* BEGIN DOCUMENT *

130K views 88 replies 38 participants last post by  Cannonf700 
#1 ·
I've tried my Google Fu and I'm not coming up with much here.

Just got a 2013 Stumpjumper Comp 29 HT for my wife (second hand so no warranty) and the rear hub sounds terrible. It rolls but sounds gritty and as if there is no grease in it or it is already shot. ** I should add that I've found a lot of complaining of these hubs being poor quality, but no info on how to remedy the issue.

I'm looking for two things. A repair manual or any help on dis-assembly so that I can service it myself to try to salvage...or help finding the exact dimensions of the hub so I could buy an upgrade/replacement hub and lace it up with the same spokes to keep costs down. I've heard that the X-9 hubs can be swapped in...any others that folks know off hand? She gets jealous of the clicks from my Hope hub so loud is OK.

Thanks for any help!
 
#2 ·
I saw a post somewhere that showed a hole drilled into the hub to allow lubricant to be added. I have had one fail on my Stumpjumper and the LBS replaced it at my cost so no warranty is really not an issue. I also have one on my Camber that I am awaiting the same issue to occur somewhere down the road since they are notorious for failure. Not sure if that post is still here but you are welcome to search for it. I think replacement is the best option, go to LBS and just order one.

Searched for the post, long gone. Maybe the original poster will post again. I do know he removed the hub, drilled a small hole into it, added a certain oil and then plugged the hole with something. Can't remember what, but if it's bad how much damage can you really do. I think the part itself is a remove and replace type of part. Sealed and un-serviceable.
 
#3 ·
Oh I did find this (http://forums.mtbr.com/specialized/specialized-hi-lo-142-hub-764972-2.html#post9745934) I wasn't looking at the 142+ hub threads because I thought this one was a 135mm. Maybe this is worth a try, but I might get a quote from the LBS on a replacement hub first. I have built wheels before so if I know what hub would be a "drop in" replacement allowing me to reuse the spokes I would go that route. The bike supposedly had less than 10 rides on it and judging by tire wear and such it looks to be true. Shame those hubs are so crappy.

* END DOCUMENT *
* BEGIN ENTRIES SHOWN *

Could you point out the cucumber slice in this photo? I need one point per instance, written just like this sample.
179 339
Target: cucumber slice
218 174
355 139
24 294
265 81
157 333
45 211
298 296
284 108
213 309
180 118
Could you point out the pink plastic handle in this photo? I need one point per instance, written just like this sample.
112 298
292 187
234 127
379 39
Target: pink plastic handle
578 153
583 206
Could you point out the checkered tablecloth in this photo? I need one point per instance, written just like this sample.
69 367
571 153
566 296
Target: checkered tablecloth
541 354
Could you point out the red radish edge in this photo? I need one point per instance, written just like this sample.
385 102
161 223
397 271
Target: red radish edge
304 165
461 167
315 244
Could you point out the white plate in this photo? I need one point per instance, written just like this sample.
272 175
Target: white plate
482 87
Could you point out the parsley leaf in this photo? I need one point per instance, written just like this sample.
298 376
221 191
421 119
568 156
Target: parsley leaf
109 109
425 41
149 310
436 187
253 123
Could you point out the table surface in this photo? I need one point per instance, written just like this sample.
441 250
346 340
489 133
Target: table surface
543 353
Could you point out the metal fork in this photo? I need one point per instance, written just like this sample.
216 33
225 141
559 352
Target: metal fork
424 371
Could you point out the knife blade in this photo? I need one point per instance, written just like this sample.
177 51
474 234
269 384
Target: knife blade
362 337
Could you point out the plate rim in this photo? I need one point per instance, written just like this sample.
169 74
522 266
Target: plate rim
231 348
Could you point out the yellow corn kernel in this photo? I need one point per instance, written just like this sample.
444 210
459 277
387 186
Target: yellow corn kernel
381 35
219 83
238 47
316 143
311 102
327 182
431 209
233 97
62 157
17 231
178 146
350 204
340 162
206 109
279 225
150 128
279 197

* END ENTRIES SHOWN *
* BEGIN ENTRIES SHOWN *

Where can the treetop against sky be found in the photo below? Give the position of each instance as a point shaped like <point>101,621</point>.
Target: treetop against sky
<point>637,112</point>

* END ENTRIES SHOWN *

DO THIS.
Return the part of the bike hub thread from "Thanks for any" to "Sealed and un-serviceable.", copied word for word.

ANSWER TO THIS EXERCISE.
Thanks for any help!
 
#2 ·
I saw a post somewhere that showed a hole drilled into the hub to allow lubricant to be added. I have had one fail on my Stumpjumper and the LBS replaced it at my cost so no warranty is really not an issue. I also have one on my Camber that I am awaiting the same issue to occur somewhere down the road since they are notorious for failure. Not sure if that post is still here but you are welcome to search for it. I think replacement is the best option, go to LBS and just order one.

Searched for the post, long gone. Maybe the original poster will post again. I do know he removed the hub, drilled a small hole into it, added a certain oil and then plugged the hole with something. Can't remember what, but if it's bad how much damage can you really do. I think the part itself is a remove and replace type of part. Sealed and un-serviceable.